— Begin DATASET ROWS —

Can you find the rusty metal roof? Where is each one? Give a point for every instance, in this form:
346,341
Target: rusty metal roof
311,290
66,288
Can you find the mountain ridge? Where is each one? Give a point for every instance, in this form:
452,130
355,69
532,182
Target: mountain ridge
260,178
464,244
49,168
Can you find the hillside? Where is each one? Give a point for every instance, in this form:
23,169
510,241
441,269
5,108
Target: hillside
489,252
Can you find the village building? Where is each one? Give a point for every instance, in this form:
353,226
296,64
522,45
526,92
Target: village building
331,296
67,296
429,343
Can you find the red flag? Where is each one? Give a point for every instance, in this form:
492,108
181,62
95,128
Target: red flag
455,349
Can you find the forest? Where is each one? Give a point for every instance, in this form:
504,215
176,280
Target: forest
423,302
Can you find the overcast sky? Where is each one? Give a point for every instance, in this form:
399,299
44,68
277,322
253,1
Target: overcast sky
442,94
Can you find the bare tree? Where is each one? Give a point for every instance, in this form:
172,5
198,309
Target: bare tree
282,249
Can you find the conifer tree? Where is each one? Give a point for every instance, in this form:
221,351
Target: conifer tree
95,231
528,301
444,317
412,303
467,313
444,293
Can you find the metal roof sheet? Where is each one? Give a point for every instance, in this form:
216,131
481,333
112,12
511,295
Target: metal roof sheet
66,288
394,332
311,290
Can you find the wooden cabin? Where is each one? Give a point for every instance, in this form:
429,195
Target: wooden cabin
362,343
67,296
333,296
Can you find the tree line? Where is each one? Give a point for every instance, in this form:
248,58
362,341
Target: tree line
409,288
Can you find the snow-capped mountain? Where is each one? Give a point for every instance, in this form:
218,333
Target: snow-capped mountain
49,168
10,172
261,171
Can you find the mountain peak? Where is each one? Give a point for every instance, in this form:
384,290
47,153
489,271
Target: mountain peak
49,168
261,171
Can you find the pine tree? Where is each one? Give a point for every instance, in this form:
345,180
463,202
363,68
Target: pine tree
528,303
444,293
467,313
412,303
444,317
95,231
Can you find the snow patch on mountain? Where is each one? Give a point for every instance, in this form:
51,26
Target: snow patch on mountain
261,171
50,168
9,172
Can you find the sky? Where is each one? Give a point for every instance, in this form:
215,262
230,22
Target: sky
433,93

— End DATASET ROWS —

=== WHAT IS EXPECTED ===
Return every one of the records above without changing a single character.

=== RESULT ===
Can you find the rusty metal roof? Where is each one? Give a point for every instance, in this form:
346,341
Target: rusty metal roof
311,290
66,288
Can you find the mountain ridge? Where is each one? Give a point for every instance, in this form:
452,130
355,69
532,182
Target: mountain ridge
260,178
464,244
49,168
Can you find the hillside? Where is each one? Give a point for every instance, in this form:
23,169
510,241
441,269
5,108
Target: hillside
489,252
Can you find the village building? Where is each one? Give a point for every instance, in this form:
353,226
296,64
522,45
526,92
Target: village building
331,296
67,296
429,343
Can you find the red flag? Where is each one? Give a point for every instance, in this form:
492,108
181,62
95,128
Target: red flag
455,349
Can you find the forest? Where is each one? Give a point for every instance, in this form:
504,215
176,280
Target: forest
423,302
Can you find the overcast sky? Where is each one? Give a point for every instance, in this form:
399,299
44,68
277,322
253,1
Target: overcast sky
442,94
Can you find the bare tree? Where is each one? Give a point for every instance, in this form:
172,5
198,309
Target: bare tree
282,249
Can you find the conifer tree? Where is each one? Give a point for every instance, in this form:
221,351
Target: conifer tree
95,231
528,301
444,317
412,303
467,313
444,293
Can you find the metal roof sheet? Where is each one? Give a point for every instance, in this form:
216,131
481,333
112,12
511,295
Target: metal roof sheet
66,288
394,332
311,290
Can you find the wooden cabin? Where is each one? Give a point for every instance, in this form:
429,195
Target: wooden cabin
362,343
67,296
333,296
Can you find the tree line? Where is each one? Give a point for every instance, in this form:
248,58
362,341
Target: tree line
409,288
Can you find the snow-capped mountain? Where is each one? Give a point for every instance, in this form:
218,333
Target: snow-capped mountain
49,168
10,172
261,171
Can you find the mountain peak? Where is each one? Give a point for every instance, in this form:
384,290
47,153
489,271
Target: mountain peak
49,168
261,171
Can you find the pine tree? Where is each one? Give a point for every instance, in this form:
345,180
463,202
363,68
Target: pine tree
528,303
444,293
467,313
412,303
444,317
95,231
Can you find the snow patch on mountain? Where is each one? Give a point for every instance, in this form:
51,26
Target: snow patch on mountain
261,171
50,168
9,172
Can you find the sky? Where is each one? Give a point for every instance, in this form:
215,262
230,22
Target: sky
433,93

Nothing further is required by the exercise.